Write out precisely the lines beginning with the line that contains "of the handicapped" and ending with the last line of the entries, and no other lines.

§ EXCERPTED RECORDS:
■ ■ ■

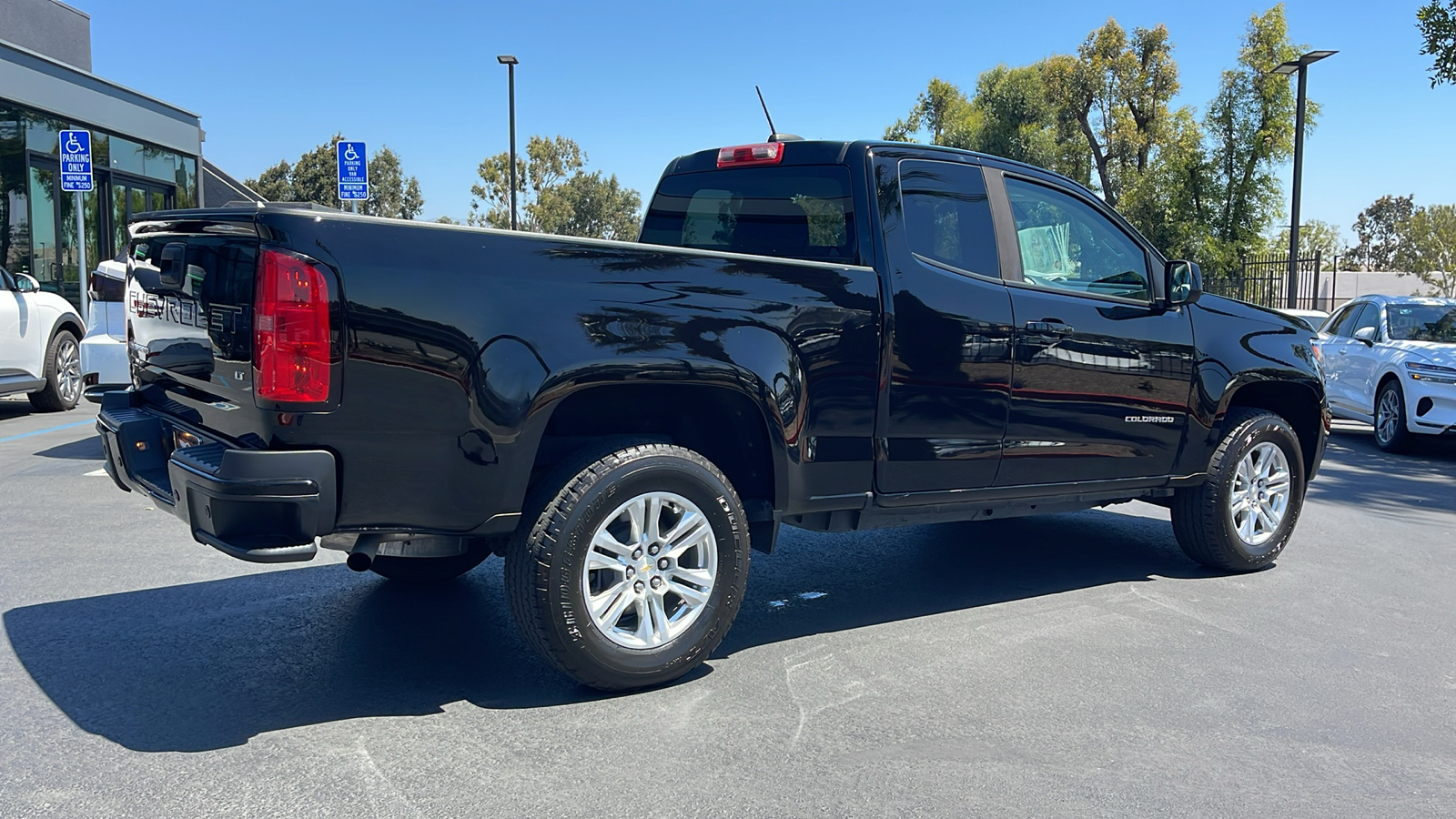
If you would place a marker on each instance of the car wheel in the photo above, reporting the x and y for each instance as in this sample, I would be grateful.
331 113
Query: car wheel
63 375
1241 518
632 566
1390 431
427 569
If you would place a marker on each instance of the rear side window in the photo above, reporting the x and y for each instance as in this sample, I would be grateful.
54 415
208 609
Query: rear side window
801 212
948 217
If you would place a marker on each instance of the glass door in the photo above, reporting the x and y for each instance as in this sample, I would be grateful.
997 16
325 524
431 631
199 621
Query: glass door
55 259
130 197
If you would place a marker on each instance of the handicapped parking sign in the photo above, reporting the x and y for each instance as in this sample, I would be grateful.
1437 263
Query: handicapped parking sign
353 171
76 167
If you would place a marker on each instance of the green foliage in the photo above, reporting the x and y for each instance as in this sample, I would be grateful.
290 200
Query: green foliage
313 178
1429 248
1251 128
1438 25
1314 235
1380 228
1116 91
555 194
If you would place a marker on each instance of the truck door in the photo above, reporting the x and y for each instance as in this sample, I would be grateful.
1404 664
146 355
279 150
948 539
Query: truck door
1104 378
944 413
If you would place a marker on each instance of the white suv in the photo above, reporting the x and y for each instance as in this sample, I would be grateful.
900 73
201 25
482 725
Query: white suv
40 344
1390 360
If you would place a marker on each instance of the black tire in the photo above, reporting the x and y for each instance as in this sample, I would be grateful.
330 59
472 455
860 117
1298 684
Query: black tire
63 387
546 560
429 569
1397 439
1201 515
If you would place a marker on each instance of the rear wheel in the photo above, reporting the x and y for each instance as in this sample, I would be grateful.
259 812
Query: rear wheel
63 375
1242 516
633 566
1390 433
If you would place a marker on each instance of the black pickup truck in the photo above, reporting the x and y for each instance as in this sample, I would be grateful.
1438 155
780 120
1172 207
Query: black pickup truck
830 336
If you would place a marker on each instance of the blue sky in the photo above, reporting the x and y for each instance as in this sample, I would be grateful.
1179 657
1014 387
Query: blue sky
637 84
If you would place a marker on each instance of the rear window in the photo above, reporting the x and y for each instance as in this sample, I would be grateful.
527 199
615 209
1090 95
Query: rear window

■ ■ ■

§ TASK ANSWER:
If you would place a marker on each instance of the handicapped parking sign in the photo above, reporting the x and y for each instance as in this sample, I would be grateful.
1437 263
Query: handicapped parking sign
353 171
76 167
If you would place a marker on each instance of the green foliage in the photo above, reporting the x and y for each instance as in this sample, I would be grateful.
290 200
Query: green foliage
313 178
1429 248
1251 128
1438 25
1314 235
1380 228
1116 91
555 194
If you would place a marker on each instance of the truck door in the photo above, reporting the x and y for each instance as in this sample, I would be grateful.
1404 664
146 355
279 150
948 539
Query: truck door
1104 378
944 413
If you would place a marker on each instance of the white suv in the photo above, reporting the x and y for each instance as in this sample, I would be grateful.
900 73
201 25
482 725
Query: white suv
40 344
1390 360
If you would place a marker on each instance of the black tire in the photo above, reporting the x and y for each instance as in this sample, I would be grateful.
330 59
472 455
860 117
1298 684
Query: black tire
63 387
546 560
429 569
1397 439
1201 515
If you would place a marker on each instance of the rear wheel in the photo above, reporting the x and y for each instance as in this sample, I would be grateful.
259 812
Query: rear wheel
63 375
1242 516
633 566
1390 433
If you would place a marker on each instance of the black pickup truck in the photo above, reporting the x and y for each instance as in this sample, I would be grateful.
1438 155
780 120
1172 207
Query: black pickup truck
830 336
If you would place a marker on each instance of the blue sky in the photo above, reporting the x and y for each instance as in this sample, I would be grateful.
1179 657
1014 387
Query: blue sky
637 84
If you would place a marker on each instance of the rear window in the photo above, reporting the x and y for each instance as in this sample, I would be grateful.
527 199
615 209
1090 95
Query: rear window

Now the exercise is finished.